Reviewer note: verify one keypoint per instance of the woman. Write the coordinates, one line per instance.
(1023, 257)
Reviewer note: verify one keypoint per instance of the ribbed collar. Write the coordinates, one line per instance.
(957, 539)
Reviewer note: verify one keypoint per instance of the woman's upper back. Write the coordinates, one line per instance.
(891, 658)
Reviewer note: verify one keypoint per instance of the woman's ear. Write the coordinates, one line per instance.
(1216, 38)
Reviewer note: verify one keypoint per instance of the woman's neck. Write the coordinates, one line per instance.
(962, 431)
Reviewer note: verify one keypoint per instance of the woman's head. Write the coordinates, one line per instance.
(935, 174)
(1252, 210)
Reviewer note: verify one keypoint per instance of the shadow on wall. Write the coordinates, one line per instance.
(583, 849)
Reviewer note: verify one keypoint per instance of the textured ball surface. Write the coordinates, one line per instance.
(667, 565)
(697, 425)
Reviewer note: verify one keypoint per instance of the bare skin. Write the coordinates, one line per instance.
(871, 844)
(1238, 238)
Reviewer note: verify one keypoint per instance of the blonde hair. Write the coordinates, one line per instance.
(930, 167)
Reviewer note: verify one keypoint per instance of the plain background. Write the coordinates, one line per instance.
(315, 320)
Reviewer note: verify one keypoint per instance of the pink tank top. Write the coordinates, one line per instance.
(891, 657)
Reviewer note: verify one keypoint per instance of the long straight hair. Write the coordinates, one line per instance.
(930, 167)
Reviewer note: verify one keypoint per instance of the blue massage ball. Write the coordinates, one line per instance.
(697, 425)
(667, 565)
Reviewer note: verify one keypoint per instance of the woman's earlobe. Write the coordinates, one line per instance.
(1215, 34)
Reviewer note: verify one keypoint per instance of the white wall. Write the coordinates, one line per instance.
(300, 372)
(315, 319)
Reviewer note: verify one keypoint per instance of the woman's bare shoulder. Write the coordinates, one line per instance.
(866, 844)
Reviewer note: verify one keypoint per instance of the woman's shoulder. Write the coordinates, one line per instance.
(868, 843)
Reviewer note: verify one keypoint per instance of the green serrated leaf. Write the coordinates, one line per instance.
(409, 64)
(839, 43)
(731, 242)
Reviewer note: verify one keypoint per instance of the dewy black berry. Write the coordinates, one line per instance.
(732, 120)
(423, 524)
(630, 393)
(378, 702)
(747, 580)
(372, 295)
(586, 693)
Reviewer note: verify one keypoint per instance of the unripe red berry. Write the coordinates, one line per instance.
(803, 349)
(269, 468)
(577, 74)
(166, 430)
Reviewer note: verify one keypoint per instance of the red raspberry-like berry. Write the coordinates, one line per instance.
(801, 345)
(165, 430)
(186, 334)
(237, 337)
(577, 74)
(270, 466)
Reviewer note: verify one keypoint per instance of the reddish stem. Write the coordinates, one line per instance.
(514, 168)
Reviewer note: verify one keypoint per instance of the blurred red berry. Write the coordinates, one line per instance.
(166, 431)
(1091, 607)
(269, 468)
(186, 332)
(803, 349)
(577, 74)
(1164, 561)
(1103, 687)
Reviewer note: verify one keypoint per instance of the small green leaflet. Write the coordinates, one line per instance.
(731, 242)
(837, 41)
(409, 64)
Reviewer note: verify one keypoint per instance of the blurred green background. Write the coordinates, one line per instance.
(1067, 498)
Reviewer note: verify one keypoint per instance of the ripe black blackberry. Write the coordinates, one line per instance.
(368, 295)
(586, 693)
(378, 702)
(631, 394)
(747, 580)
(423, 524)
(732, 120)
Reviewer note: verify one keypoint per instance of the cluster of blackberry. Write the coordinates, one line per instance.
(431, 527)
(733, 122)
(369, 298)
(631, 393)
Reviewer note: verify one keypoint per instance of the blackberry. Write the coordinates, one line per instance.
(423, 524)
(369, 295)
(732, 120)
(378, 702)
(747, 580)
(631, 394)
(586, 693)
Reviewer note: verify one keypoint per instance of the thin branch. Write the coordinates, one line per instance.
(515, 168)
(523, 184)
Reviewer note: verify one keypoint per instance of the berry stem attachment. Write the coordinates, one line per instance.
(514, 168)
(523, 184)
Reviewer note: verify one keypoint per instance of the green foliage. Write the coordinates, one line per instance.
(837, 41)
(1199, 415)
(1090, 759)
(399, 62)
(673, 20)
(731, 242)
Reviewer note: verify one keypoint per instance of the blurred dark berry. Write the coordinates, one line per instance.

# [Your instructions]
The listing above is to be written out again word for word.

# [Completed exercise]
Reviewer note: verify one keypoint per instance of the woman. Write the coordinates, one line per instance.
(1023, 257)
Reviewer note: verify one keypoint per instance of the ribbed collar. Write the coordinates, one line per instance.
(957, 539)
Reviewer note: verify one keypoint per instance of the woman's upper back. Write the coordinates, one line per instance.
(891, 658)
Reviewer note: verify one keypoint per instance of the woman's ear. Write the coordinates, one line per instance.
(1216, 38)
Reviewer note: verify one keypoint per instance of the woman's neck. Write the coordinates, one line per instance.
(962, 431)
Reviewer note: verify one keypoint per instance of the woman's head. Write the coordinates, one line per instance.
(935, 174)
(1252, 210)
Reviewer note: verify one keypoint per instance of the shadow on wall. Write the coordinates, one line per instance.
(583, 849)
Reviewer note: verify one keypoint per instance of the textured ball surface. Write the coordinates, one line per instance.
(667, 565)
(697, 425)
Reviewer note: verify one keypoint per instance of the bare skin. Write the coordinates, one line per instance.
(871, 844)
(1238, 238)
Reviewer note: verify one keypoint per instance of the blonde hair. Write the coordinates, one line per instance.
(930, 167)
Reviewer note: verify one keypoint per instance of the plain background. Write the coordinates, one line per instance.
(315, 320)
Reviewer note: verify one keypoint per instance of the pink tank top. Write the coordinates, one line per instance.
(891, 657)
Reviewer note: verify one keypoint per instance of the long straight hair. Write the coordinates, one line per instance.
(930, 167)
Reviewer note: verify one keypoint per instance of the blue massage ball. Write the coordinates, one line per instance.
(697, 425)
(667, 565)
Reviewer note: verify one keypoint per instance of the woman's earlobe. Write the coordinates, one line per instance.
(1215, 34)
Reviewer note: verify one keypoint per instance of the white wall. Write the coordinates, one line per instance.
(300, 372)
(315, 319)
Reviewer note: verify one keypoint per instance of the woman's bare shoulder. Write the coordinates, one line per instance.
(866, 844)
Reviewer note: verify one keypoint per instance of the woman's shoulder. Write the coordinates, one line per instance.
(868, 843)
Reviewer note: verify one keypoint per instance of the green serrated leaf. Write the coordinates, one line per instance.
(409, 64)
(839, 43)
(731, 242)
Reviewer note: verify one keypoint per instance of the dewy black berry. Write the coordinates, one line per instance.
(732, 120)
(423, 524)
(630, 393)
(378, 702)
(747, 580)
(372, 295)
(586, 693)
Reviewer note: verify one keypoint per instance of the unripe red berry. Write the coordinates, one line per instance.
(803, 349)
(269, 468)
(577, 74)
(166, 430)
Reviewer note: verify one keypoint per instance of the red raspberry-like berry. Write the coordinates, one line per instance.
(801, 345)
(165, 430)
(186, 334)
(237, 337)
(577, 74)
(270, 466)
Reviewer note: verify one keypoint per instance of the reddish stem. Write the coordinates, one line per instance.
(514, 168)
Reviewer note: verify one keypoint per instance of the blurred red berry. Write the coordinates, one line per instance.
(166, 431)
(1091, 607)
(269, 468)
(186, 332)
(803, 349)
(577, 74)
(1164, 561)
(1103, 687)
Reviewer note: verify one keypoint per instance of the small green leaflet. Write the coordinates, one line per instance.
(731, 242)
(837, 41)
(409, 64)
Reviewer note: verify one keypoint per instance of the blurred green background. Write the coordinates, one line per instance.
(1067, 498)
Reviewer note: verify one keypoint per instance of the ripe black blackberry. Write the coordinates, one line per instance.
(368, 295)
(586, 693)
(378, 702)
(631, 394)
(747, 580)
(423, 524)
(732, 120)
Reviewer note: verify one keypoint per instance of the cluster of blackberry. Write the coordinates, one line per instance.
(431, 527)
(733, 122)
(369, 298)
(631, 393)
Reviewer note: verify one keypoint per instance of the blackberry. Write the coordinates, one line per instance.
(423, 524)
(369, 295)
(732, 120)
(378, 702)
(747, 580)
(631, 394)
(586, 693)
Reviewer note: verify one keypoint per instance of the thin branch. Write the coordinates, one line per instance.
(515, 168)
(523, 184)
Reviewer note: verify one keypoint per instance of the berry stem attachment. Write the coordinates, one line per instance.
(514, 168)
(523, 184)
Reviewer note: verify one keypoint per instance of the green foliage. Write the coordinates, one line per instance.
(837, 41)
(1199, 415)
(1090, 759)
(399, 62)
(673, 20)
(731, 242)
Reviewer note: verify one keypoint per instance of the blurred dark berry. Write the coordinates, one line per instance.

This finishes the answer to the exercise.